FRAGMENTO DE LECTURA:
El 30 de marzo ya se habían anunciado restricciones en casi todos los países del continente, comenzando por Uruguay (el 13 de marzo, el mismo día en que se reportó el primer caso), y con la tardía incorporación de México (30 de marzo), Cuba (31 de marzo) y Nicaragua, país en el que no se han anunciado medidas de este tipo a pesar de que el 19 de marzo tuvieron su primer caso conocido. El archipiélago latinoamericano demostraba, una vez más, su dificultad para responder de manera unificada y conjunta a los retos que se le presentaban.

INSTRUCCIONES:
a. Según el fragmento, ¿en qué fecha anunció Uruguay sus restricciones?
b. Transcribe el fragmento desde "El 30 de marzo" hasta "se le presentaban.", ambos incluidos.
Usa únicamente el fragmento.

Datos recopilados:
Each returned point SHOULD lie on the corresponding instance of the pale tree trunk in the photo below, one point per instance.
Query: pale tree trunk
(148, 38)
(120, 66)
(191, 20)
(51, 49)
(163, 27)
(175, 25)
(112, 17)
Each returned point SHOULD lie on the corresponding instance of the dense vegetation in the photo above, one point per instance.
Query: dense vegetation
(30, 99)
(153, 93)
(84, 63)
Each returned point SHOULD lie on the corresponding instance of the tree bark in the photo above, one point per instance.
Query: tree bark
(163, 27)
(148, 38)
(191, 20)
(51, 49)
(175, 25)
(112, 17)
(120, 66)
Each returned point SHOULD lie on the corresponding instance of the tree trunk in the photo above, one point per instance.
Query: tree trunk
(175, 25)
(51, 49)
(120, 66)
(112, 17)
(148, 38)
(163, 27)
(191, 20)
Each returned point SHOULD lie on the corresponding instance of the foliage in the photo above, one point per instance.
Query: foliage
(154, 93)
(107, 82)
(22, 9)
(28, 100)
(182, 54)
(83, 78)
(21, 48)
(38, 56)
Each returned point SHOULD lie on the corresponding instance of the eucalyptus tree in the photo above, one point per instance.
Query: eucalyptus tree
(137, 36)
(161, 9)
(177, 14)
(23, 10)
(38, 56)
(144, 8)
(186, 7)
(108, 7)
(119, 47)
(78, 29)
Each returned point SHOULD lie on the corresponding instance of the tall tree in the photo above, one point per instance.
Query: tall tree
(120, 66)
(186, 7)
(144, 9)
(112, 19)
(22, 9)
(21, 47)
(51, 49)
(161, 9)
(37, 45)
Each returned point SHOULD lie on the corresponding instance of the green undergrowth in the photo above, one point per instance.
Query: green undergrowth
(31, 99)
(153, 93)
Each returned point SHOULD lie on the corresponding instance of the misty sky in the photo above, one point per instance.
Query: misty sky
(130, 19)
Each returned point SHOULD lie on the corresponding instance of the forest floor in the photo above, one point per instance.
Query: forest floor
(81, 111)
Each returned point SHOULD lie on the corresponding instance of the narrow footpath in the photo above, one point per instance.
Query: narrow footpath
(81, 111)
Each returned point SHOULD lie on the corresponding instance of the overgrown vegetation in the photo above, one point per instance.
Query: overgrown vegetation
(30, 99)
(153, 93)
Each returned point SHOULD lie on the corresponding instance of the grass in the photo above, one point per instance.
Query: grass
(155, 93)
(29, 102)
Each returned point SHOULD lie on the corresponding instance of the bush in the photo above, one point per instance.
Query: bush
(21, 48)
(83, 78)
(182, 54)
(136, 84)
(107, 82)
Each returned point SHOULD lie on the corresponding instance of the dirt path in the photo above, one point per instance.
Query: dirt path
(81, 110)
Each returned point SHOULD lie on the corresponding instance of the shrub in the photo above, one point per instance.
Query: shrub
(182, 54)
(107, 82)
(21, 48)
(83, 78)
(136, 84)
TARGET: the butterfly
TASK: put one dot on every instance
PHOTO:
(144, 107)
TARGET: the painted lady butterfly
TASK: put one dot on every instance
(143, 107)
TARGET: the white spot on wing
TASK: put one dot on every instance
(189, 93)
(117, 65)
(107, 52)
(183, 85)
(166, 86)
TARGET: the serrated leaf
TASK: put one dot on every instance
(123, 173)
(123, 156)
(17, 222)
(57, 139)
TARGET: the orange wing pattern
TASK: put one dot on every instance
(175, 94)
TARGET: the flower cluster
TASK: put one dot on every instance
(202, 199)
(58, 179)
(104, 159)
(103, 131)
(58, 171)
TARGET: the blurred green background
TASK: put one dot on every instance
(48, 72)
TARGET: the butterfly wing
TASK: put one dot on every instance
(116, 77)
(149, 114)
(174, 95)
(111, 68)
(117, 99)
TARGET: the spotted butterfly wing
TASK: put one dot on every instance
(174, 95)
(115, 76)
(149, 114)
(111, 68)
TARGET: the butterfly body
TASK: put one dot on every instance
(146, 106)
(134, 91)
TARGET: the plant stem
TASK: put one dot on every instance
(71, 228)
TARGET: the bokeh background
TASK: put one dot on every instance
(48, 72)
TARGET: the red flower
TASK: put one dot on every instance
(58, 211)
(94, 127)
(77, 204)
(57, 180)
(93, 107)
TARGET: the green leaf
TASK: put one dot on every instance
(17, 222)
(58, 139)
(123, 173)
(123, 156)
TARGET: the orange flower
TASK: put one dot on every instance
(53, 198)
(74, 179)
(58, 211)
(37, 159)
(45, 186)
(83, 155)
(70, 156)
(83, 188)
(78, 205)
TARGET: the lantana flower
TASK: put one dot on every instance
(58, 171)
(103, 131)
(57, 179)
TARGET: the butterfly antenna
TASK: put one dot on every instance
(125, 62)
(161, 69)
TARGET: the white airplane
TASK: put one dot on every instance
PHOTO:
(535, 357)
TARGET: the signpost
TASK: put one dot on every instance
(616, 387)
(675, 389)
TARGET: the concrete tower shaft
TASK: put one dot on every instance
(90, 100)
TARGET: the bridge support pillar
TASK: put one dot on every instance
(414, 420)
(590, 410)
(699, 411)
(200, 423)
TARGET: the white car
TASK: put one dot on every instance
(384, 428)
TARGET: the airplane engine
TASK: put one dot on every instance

RESPUESTAS:
a. El 13 de marzo.

b.
El 30 de marzo ya se habían anunciado restricciones en casi todos los países del continente, comenzando por Uruguay (el 13 de marzo, el mismo día en que se reportó el primer caso), y con la tardía incorporación de México (30 de marzo), Cuba (31 de marzo) y Nicaragua, país en el que no se han anunciado medidas de este tipo a pesar de que el 19 de marzo tuvieron su primer caso conocido. El archipiélago latinoamericano demostraba, una vez más, su dificultad para responder de manera unificada y conjunta a los retos que se le presentaban.